• **DESCRIPTION OF THE TASK**
Copy the listing below, changing every "deepest inside" to "most central within" and leaving everything else as it is.

• **PROVIDED DATA**
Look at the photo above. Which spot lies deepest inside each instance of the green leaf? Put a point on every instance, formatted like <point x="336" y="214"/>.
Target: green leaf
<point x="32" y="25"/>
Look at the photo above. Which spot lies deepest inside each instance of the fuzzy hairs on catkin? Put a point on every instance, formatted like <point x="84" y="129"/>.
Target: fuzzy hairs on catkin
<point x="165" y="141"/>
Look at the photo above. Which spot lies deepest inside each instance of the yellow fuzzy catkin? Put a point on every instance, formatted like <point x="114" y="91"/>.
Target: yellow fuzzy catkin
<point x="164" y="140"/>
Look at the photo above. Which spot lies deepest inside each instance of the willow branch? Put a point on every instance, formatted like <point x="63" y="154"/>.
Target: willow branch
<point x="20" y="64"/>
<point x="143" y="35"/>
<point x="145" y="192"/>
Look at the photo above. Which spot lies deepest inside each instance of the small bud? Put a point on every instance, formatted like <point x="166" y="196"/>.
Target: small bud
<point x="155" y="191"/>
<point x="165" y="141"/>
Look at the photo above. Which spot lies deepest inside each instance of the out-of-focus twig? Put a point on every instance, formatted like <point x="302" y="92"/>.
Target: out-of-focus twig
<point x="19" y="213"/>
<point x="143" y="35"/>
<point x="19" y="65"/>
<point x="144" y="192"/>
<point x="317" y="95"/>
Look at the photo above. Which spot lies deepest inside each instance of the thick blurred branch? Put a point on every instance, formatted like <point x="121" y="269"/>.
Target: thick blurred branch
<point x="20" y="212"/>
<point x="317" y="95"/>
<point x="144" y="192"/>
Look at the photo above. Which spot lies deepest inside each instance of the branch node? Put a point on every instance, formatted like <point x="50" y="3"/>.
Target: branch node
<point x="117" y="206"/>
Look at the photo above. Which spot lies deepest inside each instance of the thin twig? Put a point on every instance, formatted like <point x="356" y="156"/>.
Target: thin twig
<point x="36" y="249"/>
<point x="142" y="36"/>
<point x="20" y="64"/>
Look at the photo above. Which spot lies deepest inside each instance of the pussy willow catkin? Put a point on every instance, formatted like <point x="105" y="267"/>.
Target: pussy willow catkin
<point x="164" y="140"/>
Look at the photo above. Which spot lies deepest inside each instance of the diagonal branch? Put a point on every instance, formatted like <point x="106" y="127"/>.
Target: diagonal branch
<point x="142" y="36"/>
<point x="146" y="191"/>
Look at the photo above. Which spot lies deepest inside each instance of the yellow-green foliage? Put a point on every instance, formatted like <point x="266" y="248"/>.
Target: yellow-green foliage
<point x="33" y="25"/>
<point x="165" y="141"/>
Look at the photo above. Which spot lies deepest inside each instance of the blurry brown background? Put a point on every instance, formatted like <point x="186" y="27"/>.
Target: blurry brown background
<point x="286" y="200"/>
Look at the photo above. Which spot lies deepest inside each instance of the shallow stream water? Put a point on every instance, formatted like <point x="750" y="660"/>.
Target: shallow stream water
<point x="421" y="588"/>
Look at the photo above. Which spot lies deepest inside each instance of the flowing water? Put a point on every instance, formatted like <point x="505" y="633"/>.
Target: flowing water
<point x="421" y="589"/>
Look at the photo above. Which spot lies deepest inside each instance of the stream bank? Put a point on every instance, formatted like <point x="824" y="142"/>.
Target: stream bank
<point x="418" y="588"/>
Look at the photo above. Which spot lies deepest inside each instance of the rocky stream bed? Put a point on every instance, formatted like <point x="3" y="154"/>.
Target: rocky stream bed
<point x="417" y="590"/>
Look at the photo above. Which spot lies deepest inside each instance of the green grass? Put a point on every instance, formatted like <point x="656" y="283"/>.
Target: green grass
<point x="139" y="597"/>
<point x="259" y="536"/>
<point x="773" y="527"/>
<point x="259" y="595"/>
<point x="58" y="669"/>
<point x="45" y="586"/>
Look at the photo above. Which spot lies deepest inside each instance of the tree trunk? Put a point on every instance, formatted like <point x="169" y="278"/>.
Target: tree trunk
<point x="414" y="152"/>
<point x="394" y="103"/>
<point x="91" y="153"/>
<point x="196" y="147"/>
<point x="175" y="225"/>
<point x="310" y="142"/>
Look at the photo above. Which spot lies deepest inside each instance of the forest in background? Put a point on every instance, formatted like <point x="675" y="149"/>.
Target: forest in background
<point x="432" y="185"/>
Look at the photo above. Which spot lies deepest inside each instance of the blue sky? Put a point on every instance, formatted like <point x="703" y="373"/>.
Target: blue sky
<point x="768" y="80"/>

• **SOLUTION FOR THIS PROBLEM**
Look at the photo above. Which spot lies most central within each instance of the green leaf? Put a point on every instance, formatted like <point x="336" y="214"/>.
Target: green leaf
<point x="32" y="25"/>
Look at the photo above. Which spot lies most central within each instance of the fuzzy hairs on catkin? Put a point on every instance, formatted like <point x="84" y="129"/>.
Target: fuzzy hairs on catkin
<point x="165" y="141"/>
Look at the photo above. Which spot lies most central within each instance of the yellow fuzzy catkin? Put a point on every instance, formatted like <point x="114" y="91"/>.
Target: yellow fuzzy catkin
<point x="164" y="140"/>
Look at the photo above. Which spot lies most central within each instance of the willow branch? Put a point on every instance, formatted like <point x="63" y="154"/>.
Target: willow branch
<point x="20" y="64"/>
<point x="143" y="35"/>
<point x="145" y="192"/>
Look at the photo above. Which spot lies most central within each instance of the small bud? Put a point on every instance, formatted like <point x="166" y="196"/>.
Target: small bud
<point x="155" y="191"/>
<point x="165" y="141"/>
Look at the photo above. Which spot lies most central within each instance of the out-of-focus twig? Put a point on every instance, formatted like <point x="302" y="92"/>.
Target: out-of-focus twig
<point x="19" y="213"/>
<point x="143" y="35"/>
<point x="19" y="65"/>
<point x="144" y="192"/>
<point x="317" y="95"/>
Look at the photo above. Which spot lies most central within each instance of the thick blurred branch? Put a point on every instance, formatted like <point x="121" y="269"/>.
Target: thick blurred branch
<point x="20" y="212"/>
<point x="317" y="95"/>
<point x="144" y="192"/>
Look at the photo above. Which spot lies most central within each instance of the branch node? Put a point on every instance, formatted like <point x="50" y="3"/>.
Target: branch node
<point x="117" y="206"/>
Look at the photo above. Which spot lies most central within each instance of the thin twig? Put a point on every instance, formatted like <point x="356" y="156"/>.
Target: thin twig
<point x="36" y="249"/>
<point x="142" y="36"/>
<point x="20" y="64"/>
Look at the photo above. Which spot lies most central within each instance of the pussy willow catkin? Put a point on every instance, formatted like <point x="105" y="267"/>.
Target: pussy willow catkin
<point x="164" y="140"/>
Look at the photo above. Which spot lies most central within each instance of the diagonal branch? Put a point on every instance, formatted like <point x="106" y="127"/>.
Target: diagonal branch
<point x="142" y="36"/>
<point x="146" y="191"/>
Look at the photo above. Which spot lies most central within each instance of the yellow-green foliage? Put a point on every instance, formatted like <point x="266" y="248"/>.
Target: yellow-green foliage
<point x="33" y="25"/>
<point x="165" y="141"/>
Look at the photo above. Which spot lies most central within each instance of the blurry brown background? Put a point on every instance, formatted like <point x="186" y="27"/>.
Target: blurry brown background
<point x="286" y="200"/>
Look at the photo above. Which spot lies most central within each instance of the shallow stream water? Put a point on every instance, formatted like <point x="750" y="660"/>.
Target: shallow stream water
<point x="421" y="588"/>
Look at the photo above. Which spot lies most central within each instance of the flowing water? Put a point on every instance, formatted like <point x="505" y="633"/>.
Target: flowing water
<point x="421" y="589"/>
Look at the photo above. Which spot lies most central within each instance of the stream bank? Put a point on every instance, formatted like <point x="824" y="142"/>.
Target: stream bank
<point x="418" y="588"/>
Look at the photo above. Which spot lies most central within each instance of the rocky stream bed? Put a point on every instance, formatted like <point x="3" y="154"/>.
Target: rocky stream bed
<point x="417" y="590"/>
Look at the photo above. Which spot lies most central within each instance of the green grass? Put a point on every instance, formatted like <point x="656" y="283"/>.
Target: green grass
<point x="139" y="597"/>
<point x="259" y="536"/>
<point x="773" y="527"/>
<point x="259" y="595"/>
<point x="58" y="669"/>
<point x="45" y="586"/>
Look at the photo above. Which spot lies most central within each instance of the tree trunk? Put a point on every instance, formatted like <point x="169" y="278"/>.
Target: tree trunk
<point x="414" y="152"/>
<point x="394" y="103"/>
<point x="91" y="153"/>
<point x="196" y="147"/>
<point x="175" y="225"/>
<point x="310" y="142"/>
Look at the photo above. Which spot lies most central within each instance of the forest in background? Put a point on every instance, formatted like <point x="675" y="149"/>.
Target: forest in background
<point x="432" y="185"/>
Look at the photo above. Which spot lies most central within each instance of the blue sky? Put a point on every instance, formatted like <point x="703" y="373"/>.
Target: blue sky
<point x="768" y="80"/>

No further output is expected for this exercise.